(Boundary labeling items)
──────
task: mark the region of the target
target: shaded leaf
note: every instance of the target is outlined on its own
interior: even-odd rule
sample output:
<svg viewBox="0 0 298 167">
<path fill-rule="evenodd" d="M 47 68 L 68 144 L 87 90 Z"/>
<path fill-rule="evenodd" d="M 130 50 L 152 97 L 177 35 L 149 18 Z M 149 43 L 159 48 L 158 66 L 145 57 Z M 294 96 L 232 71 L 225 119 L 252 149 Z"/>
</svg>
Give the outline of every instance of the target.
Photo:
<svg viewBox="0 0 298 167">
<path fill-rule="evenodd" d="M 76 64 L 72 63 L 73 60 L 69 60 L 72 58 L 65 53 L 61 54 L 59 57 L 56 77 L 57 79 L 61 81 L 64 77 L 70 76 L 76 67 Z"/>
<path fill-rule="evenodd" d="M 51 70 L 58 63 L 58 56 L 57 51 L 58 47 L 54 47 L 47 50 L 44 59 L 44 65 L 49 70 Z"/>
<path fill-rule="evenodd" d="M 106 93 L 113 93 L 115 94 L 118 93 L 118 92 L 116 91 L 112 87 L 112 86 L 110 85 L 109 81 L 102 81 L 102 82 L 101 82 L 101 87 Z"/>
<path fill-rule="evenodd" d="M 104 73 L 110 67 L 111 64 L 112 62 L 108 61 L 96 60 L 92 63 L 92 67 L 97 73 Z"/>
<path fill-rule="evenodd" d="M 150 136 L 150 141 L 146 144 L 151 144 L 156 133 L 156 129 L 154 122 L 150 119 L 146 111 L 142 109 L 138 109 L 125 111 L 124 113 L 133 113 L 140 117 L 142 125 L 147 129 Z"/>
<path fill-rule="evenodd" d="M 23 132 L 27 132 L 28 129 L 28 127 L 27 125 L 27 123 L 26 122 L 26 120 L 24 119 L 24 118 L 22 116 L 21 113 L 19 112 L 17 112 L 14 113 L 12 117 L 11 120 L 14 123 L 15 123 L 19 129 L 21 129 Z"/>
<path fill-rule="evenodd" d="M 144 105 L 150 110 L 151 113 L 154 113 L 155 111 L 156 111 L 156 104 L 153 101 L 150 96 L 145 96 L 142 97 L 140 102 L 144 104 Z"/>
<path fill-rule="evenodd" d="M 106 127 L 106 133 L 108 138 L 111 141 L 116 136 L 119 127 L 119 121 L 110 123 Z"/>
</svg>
──────
EXERCISE DESCRIPTION:
Revise the data above by replacing each "instance" with "occurrence", keeping everything else unchanged.

CORRECT OUTPUT:
task: mark the region of the target
target: shaded leaf
note: every occurrence of the target is outlined on its own
interior: even-odd rule
sample output:
<svg viewBox="0 0 298 167">
<path fill-rule="evenodd" d="M 47 68 L 68 144 L 87 90 Z"/>
<path fill-rule="evenodd" d="M 130 50 L 152 97 L 177 35 L 149 18 Z M 149 43 L 159 48 L 158 66 L 145 57 Z M 294 96 L 232 71 L 225 119 L 252 149 Z"/>
</svg>
Give the outline of every occurrence of the target.
Photo:
<svg viewBox="0 0 298 167">
<path fill-rule="evenodd" d="M 76 64 L 72 63 L 73 60 L 69 60 L 72 58 L 65 53 L 61 54 L 59 57 L 56 77 L 57 79 L 61 81 L 64 77 L 70 76 L 76 67 Z"/>
<path fill-rule="evenodd" d="M 51 70 L 58 63 L 58 56 L 57 51 L 58 47 L 54 47 L 47 50 L 44 59 L 44 65 L 49 70 Z"/>
<path fill-rule="evenodd" d="M 106 93 L 113 93 L 115 94 L 118 93 L 118 92 L 116 91 L 112 87 L 112 86 L 110 85 L 109 81 L 102 81 L 102 82 L 101 82 L 101 87 Z"/>
<path fill-rule="evenodd" d="M 104 73 L 110 67 L 111 64 L 112 62 L 108 61 L 96 60 L 92 63 L 92 67 L 97 73 Z"/>
<path fill-rule="evenodd" d="M 150 136 L 150 141 L 146 144 L 151 144 L 156 133 L 156 129 L 154 122 L 150 119 L 146 111 L 142 109 L 138 109 L 125 111 L 124 113 L 133 113 L 140 117 L 142 125 L 147 129 Z"/>
<path fill-rule="evenodd" d="M 23 132 L 27 132 L 28 129 L 28 127 L 27 125 L 27 123 L 26 122 L 26 120 L 24 119 L 24 118 L 22 116 L 21 113 L 19 112 L 17 112 L 14 113 L 12 117 L 11 120 L 14 123 L 15 123 L 19 129 L 21 129 Z"/>
<path fill-rule="evenodd" d="M 144 105 L 150 110 L 151 113 L 154 113 L 155 111 L 156 111 L 156 104 L 153 101 L 150 96 L 145 96 L 142 97 L 140 102 L 144 104 Z"/>
<path fill-rule="evenodd" d="M 106 127 L 106 133 L 108 138 L 111 141 L 116 136 L 119 127 L 119 121 L 110 123 Z"/>
</svg>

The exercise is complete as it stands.